**DIRECTIONS FOR THIS TASK**
Of the entries below, return only those lines from the line with "Expected behaviour: for every instance of the round" to the line with "Expected behaviour: for every instance of the dark slate", exactly, both included.

### EXTRACTED INFORMATION ###

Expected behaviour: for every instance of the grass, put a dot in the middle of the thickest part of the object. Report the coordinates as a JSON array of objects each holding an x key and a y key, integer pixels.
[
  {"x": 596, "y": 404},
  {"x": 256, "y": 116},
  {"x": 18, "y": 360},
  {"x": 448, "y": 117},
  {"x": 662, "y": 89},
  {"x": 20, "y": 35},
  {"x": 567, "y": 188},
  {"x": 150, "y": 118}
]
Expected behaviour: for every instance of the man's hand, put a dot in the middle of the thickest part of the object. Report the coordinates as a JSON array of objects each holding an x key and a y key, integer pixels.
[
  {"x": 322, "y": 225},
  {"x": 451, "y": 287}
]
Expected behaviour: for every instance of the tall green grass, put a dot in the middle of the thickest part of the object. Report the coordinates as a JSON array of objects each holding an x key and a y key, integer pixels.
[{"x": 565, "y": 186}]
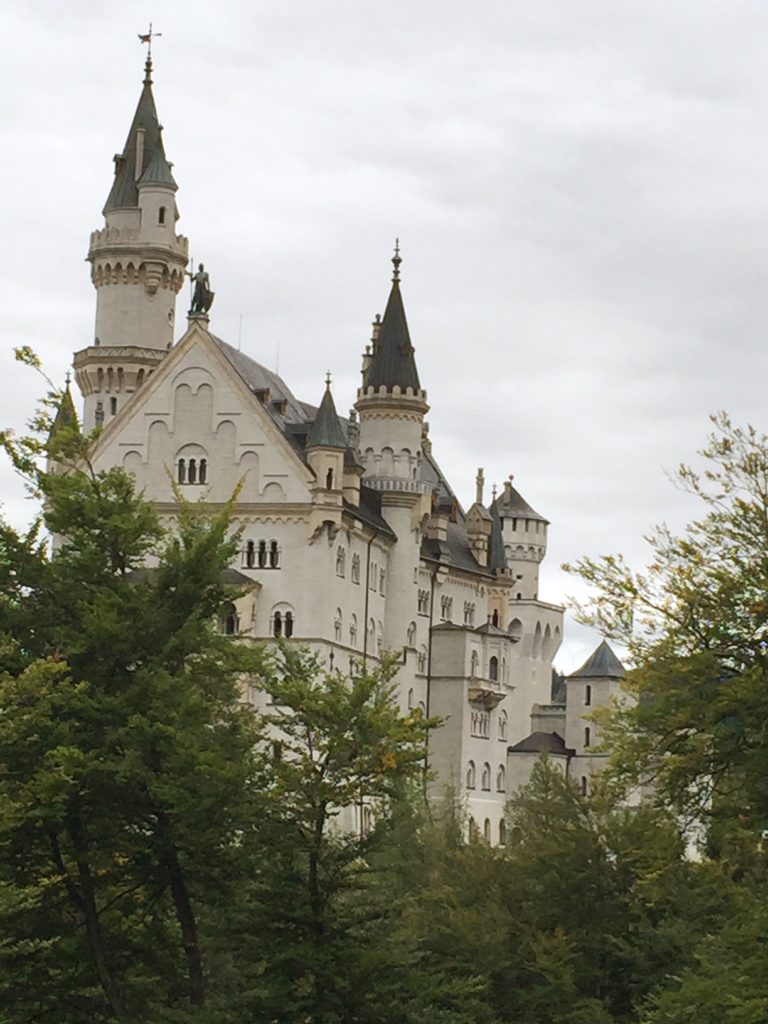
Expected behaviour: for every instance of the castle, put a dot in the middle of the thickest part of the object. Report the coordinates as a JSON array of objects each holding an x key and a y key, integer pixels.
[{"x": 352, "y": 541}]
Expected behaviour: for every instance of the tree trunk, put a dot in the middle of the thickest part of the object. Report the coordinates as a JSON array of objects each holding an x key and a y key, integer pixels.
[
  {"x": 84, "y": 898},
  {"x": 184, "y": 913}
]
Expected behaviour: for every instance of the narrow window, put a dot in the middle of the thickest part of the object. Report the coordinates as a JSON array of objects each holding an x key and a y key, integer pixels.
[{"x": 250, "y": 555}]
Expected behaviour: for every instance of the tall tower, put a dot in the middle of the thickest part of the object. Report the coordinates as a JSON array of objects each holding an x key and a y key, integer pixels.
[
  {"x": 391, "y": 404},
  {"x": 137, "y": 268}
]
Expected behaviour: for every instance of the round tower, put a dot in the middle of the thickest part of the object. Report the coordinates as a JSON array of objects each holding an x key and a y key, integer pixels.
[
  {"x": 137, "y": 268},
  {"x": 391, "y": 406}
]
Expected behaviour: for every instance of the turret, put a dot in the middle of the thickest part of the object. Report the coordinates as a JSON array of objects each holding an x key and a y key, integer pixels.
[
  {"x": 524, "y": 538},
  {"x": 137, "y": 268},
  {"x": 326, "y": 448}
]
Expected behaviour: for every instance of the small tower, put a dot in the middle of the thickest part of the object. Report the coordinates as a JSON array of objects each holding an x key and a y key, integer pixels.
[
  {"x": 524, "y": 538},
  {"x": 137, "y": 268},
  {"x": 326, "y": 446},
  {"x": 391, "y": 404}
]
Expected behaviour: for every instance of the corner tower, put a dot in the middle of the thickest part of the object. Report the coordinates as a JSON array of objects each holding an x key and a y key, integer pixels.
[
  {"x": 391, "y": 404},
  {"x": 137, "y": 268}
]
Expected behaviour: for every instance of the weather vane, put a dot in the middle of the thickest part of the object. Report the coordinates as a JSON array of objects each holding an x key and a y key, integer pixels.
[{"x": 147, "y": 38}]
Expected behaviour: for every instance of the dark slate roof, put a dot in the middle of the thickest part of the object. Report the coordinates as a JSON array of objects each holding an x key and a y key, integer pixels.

###
### EXTRACTED INFORMATION ###

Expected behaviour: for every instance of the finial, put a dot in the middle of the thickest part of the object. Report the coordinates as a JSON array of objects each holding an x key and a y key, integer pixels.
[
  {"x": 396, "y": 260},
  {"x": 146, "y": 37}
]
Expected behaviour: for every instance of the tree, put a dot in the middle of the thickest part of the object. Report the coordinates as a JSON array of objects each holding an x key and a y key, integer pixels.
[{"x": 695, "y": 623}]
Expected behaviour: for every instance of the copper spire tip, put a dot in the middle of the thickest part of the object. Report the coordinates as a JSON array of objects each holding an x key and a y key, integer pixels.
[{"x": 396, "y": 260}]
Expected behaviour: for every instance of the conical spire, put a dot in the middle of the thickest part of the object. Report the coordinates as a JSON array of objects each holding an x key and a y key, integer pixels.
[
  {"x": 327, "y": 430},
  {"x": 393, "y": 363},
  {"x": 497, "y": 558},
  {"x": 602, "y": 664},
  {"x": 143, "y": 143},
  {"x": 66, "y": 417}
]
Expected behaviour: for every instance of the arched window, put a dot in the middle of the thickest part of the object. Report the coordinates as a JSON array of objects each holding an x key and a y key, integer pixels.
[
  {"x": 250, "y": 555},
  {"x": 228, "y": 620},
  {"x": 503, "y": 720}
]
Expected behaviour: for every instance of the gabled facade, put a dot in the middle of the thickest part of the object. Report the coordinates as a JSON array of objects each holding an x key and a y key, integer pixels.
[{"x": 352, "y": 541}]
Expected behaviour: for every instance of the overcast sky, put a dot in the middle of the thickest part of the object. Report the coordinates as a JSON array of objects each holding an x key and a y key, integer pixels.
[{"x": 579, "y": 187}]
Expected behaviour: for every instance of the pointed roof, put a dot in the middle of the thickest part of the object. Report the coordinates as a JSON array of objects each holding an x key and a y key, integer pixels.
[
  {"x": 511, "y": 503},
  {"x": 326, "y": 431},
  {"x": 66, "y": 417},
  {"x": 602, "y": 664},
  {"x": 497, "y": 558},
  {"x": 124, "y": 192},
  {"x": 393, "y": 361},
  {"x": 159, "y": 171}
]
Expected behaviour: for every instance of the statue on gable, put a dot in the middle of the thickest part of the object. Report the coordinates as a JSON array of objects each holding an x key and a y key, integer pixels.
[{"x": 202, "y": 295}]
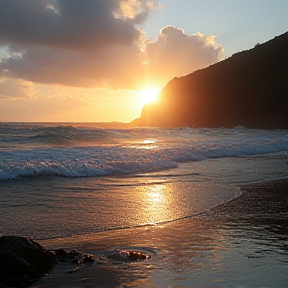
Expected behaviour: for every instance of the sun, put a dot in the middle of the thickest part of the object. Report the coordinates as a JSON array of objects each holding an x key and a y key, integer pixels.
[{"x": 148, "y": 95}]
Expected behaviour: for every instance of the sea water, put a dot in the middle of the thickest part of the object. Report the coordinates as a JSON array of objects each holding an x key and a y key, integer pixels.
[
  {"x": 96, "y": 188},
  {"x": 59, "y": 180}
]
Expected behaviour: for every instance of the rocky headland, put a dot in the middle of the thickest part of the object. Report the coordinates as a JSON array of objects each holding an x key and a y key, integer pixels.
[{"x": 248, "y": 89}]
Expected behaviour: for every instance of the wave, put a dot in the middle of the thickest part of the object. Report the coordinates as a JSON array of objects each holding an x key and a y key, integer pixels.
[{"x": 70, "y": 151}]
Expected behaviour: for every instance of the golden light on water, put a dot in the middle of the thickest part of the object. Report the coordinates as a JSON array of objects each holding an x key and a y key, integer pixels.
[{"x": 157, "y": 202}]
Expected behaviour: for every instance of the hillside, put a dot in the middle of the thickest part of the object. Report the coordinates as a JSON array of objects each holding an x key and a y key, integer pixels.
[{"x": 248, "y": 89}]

###
### EXTRACTED INFORMATION ###

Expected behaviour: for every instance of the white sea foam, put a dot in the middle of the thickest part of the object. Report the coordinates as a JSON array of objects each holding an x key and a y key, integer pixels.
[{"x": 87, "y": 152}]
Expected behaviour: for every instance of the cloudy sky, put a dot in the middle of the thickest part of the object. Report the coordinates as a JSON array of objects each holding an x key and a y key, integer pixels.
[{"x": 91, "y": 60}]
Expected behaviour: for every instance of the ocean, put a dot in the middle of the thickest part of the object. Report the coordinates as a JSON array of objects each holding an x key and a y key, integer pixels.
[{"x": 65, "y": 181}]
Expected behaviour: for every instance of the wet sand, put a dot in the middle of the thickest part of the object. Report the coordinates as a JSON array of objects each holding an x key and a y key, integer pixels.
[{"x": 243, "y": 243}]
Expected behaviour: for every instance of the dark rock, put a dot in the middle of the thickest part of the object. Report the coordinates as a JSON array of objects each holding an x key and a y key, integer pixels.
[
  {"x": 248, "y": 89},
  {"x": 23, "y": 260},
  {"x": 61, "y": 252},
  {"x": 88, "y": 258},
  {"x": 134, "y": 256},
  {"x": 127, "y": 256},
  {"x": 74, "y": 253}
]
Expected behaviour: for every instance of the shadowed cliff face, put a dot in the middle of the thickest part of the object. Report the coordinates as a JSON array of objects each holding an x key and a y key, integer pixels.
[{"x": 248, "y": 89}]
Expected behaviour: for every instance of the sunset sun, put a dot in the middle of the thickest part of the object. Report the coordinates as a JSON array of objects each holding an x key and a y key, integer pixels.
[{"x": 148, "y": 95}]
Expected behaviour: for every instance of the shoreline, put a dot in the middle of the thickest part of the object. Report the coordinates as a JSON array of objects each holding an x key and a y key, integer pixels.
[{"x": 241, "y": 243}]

###

**ANSWER BOX**
Expected behaviour: for every instance of the round tower, put a dot in the middle of the thickest part of the object. Report the coordinates as a JSON array of objects each holding an x key and a y key, integer pixels.
[
  {"x": 137, "y": 268},
  {"x": 391, "y": 406}
]
Expected behaviour: for every instance of the turret, put a dot in the middle of the thickest part of the object. Report the coordinates as a JSON array of objects each holding an x key and a y key, integer pixels.
[
  {"x": 524, "y": 538},
  {"x": 137, "y": 268},
  {"x": 326, "y": 448}
]
Expected behaviour: for every instance of the small tower, put a dot in the middle of the thickest part of the object. Report the coordinates as a JSON array of objects each holding an x key and a y key, integer pixels.
[
  {"x": 524, "y": 538},
  {"x": 137, "y": 268},
  {"x": 326, "y": 446},
  {"x": 391, "y": 404}
]
Expected behaviour: for every instance of the corner tower, put a dot in the middle of the thickest part of the object. Report the coordinates as a JSON array of objects each holding an x key and a y key, integer pixels.
[
  {"x": 391, "y": 404},
  {"x": 137, "y": 268}
]
Expected behaviour: for every instance of the weather vane, put a dot in the middle of the thickest part of the object. Report the coordinates as a JSON array of objects each holding an x key and a y key, integer pixels.
[{"x": 147, "y": 38}]
Expected behaviour: for every instance of the dark slate roof, put a dot in the middle of the thickest part of the object. Report the coordinates as a JSON array of objects each holding an x key and a y key, integer pixels.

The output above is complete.